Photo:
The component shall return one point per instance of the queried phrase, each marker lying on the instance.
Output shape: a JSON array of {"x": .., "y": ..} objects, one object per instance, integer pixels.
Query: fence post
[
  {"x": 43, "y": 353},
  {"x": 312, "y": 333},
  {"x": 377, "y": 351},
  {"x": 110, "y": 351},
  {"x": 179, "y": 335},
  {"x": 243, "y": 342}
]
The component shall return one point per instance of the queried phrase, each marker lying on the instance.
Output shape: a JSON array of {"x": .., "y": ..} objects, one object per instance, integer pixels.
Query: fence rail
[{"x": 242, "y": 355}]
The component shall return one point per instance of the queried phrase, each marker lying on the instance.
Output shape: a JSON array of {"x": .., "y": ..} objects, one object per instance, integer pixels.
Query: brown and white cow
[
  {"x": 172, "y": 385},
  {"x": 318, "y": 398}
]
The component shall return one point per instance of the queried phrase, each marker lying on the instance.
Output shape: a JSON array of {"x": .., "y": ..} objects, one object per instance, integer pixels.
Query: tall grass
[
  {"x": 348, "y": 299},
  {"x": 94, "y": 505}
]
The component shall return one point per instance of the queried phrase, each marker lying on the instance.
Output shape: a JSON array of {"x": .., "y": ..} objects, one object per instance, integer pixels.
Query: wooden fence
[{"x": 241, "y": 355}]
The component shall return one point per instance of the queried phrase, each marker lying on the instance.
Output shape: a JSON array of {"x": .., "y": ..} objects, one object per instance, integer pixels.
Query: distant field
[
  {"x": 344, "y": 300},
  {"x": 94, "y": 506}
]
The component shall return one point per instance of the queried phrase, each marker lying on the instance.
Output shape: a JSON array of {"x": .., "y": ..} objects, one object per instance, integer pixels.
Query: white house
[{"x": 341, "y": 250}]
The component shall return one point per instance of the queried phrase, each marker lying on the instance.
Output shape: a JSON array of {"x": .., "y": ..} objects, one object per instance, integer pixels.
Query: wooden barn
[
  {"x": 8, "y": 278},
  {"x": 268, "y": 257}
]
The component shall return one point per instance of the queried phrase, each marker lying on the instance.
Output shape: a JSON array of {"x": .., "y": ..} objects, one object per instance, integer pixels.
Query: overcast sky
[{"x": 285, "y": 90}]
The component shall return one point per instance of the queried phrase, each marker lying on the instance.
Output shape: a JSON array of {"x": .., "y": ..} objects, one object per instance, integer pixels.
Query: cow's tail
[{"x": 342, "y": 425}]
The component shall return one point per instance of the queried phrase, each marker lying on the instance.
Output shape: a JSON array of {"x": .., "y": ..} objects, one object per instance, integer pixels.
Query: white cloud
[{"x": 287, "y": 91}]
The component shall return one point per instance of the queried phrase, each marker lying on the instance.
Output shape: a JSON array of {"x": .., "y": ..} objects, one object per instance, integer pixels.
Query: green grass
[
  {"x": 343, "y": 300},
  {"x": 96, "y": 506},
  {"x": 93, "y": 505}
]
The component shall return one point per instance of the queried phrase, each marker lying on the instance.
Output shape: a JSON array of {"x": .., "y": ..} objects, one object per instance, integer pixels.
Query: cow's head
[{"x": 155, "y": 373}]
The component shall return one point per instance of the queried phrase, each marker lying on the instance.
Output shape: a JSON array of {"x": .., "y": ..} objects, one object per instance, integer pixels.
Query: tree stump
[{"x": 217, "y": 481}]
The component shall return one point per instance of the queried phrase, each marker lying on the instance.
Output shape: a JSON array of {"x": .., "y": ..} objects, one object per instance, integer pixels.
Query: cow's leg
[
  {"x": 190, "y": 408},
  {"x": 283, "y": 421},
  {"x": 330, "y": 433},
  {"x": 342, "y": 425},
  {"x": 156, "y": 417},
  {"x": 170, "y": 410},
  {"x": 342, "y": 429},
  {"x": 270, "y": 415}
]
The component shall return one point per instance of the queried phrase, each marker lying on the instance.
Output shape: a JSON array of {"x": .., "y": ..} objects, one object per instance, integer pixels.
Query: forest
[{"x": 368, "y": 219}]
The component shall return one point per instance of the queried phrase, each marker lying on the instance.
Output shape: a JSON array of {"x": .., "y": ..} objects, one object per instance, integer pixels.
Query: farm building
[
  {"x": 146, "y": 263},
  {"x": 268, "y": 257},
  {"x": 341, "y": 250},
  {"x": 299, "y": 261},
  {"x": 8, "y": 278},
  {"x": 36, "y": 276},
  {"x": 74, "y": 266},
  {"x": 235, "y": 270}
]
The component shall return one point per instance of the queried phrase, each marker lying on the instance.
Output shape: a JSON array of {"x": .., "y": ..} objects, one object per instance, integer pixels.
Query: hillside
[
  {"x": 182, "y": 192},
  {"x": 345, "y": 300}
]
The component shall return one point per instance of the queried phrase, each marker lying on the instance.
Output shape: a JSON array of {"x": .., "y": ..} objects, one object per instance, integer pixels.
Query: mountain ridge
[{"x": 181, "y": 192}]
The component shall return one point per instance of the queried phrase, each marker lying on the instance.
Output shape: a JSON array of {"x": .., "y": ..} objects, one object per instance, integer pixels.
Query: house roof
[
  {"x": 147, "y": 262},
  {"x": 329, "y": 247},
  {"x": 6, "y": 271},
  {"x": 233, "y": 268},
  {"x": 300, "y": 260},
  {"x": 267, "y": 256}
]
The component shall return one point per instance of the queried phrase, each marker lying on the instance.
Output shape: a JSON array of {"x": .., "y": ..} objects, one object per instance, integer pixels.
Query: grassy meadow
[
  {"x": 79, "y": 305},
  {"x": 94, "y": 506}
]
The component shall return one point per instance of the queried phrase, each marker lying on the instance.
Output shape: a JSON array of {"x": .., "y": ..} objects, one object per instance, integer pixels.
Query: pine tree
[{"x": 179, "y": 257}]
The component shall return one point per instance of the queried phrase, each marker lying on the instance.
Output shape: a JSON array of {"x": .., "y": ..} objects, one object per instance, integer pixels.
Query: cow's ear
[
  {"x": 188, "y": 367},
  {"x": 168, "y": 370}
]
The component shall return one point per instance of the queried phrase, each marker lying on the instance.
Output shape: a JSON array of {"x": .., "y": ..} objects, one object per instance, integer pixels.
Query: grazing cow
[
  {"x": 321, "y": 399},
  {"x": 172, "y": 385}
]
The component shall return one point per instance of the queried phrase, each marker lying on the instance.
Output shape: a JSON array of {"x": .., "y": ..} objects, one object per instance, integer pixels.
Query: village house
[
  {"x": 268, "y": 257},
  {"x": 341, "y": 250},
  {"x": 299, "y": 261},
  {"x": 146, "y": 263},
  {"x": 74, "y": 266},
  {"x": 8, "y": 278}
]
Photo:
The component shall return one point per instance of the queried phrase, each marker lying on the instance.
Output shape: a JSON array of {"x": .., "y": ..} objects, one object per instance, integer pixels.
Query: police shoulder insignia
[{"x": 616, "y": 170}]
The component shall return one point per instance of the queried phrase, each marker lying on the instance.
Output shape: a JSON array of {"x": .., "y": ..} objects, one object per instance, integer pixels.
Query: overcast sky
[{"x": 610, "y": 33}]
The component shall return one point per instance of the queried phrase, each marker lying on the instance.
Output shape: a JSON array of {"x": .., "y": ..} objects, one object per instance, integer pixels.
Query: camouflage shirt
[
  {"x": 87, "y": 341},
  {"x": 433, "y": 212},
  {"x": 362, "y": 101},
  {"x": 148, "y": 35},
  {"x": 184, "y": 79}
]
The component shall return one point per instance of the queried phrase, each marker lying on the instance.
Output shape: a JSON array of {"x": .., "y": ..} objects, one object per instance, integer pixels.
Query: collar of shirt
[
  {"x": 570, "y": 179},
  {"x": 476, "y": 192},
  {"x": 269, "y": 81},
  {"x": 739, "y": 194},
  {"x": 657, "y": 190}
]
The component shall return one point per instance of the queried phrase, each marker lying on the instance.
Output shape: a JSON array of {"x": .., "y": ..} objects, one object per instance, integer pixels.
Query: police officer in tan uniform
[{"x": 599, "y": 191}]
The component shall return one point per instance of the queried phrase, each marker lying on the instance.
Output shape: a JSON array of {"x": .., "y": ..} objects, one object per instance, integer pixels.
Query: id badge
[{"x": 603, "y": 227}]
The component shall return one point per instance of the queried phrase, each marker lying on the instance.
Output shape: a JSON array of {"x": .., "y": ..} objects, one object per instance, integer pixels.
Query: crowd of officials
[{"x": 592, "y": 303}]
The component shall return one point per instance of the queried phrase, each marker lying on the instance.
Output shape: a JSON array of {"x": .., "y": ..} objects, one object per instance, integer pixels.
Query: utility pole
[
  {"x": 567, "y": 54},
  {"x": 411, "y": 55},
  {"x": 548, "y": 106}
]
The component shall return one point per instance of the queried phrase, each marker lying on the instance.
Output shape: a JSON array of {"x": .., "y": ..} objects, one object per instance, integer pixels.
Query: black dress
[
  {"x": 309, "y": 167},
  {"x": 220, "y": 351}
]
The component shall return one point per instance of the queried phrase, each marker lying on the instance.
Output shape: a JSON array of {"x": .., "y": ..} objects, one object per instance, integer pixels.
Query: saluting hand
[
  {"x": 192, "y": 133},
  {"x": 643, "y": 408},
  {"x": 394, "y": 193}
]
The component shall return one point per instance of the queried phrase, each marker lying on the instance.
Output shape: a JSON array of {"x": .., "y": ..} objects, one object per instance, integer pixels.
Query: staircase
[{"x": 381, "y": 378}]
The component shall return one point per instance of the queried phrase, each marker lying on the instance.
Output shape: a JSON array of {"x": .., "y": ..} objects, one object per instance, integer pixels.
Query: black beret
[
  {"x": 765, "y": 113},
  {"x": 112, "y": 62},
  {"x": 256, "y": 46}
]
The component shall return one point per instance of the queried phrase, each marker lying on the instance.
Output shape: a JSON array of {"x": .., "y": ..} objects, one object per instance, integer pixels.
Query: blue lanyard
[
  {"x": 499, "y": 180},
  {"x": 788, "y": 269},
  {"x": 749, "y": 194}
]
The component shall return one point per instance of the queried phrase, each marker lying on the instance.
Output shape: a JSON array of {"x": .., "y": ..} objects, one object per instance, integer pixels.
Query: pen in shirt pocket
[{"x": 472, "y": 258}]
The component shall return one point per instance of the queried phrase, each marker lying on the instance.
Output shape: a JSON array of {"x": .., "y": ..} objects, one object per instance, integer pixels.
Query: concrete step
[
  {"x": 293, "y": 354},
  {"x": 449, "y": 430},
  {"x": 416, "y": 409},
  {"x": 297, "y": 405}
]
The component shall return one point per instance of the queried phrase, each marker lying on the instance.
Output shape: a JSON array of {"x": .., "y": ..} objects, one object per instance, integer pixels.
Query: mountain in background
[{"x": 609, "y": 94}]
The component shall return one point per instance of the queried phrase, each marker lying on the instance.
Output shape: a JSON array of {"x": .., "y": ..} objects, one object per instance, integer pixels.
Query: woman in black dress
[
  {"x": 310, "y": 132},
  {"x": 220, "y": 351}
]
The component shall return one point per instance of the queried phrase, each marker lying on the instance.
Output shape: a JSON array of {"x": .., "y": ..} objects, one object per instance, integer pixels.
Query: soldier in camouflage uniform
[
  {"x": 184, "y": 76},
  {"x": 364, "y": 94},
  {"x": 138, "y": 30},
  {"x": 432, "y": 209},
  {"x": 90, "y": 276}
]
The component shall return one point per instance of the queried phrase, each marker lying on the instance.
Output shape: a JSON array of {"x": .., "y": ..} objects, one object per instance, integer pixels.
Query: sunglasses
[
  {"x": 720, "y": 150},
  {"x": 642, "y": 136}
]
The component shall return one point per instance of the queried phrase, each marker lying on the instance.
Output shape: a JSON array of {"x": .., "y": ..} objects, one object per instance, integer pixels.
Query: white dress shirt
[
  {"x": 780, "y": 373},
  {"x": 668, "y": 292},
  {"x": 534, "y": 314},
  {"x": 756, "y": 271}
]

**TASK PROMPT:**
Report how many lines of the data above contain the word "camouflage", giving only the number.

**THE COMPLETED TASK:**
2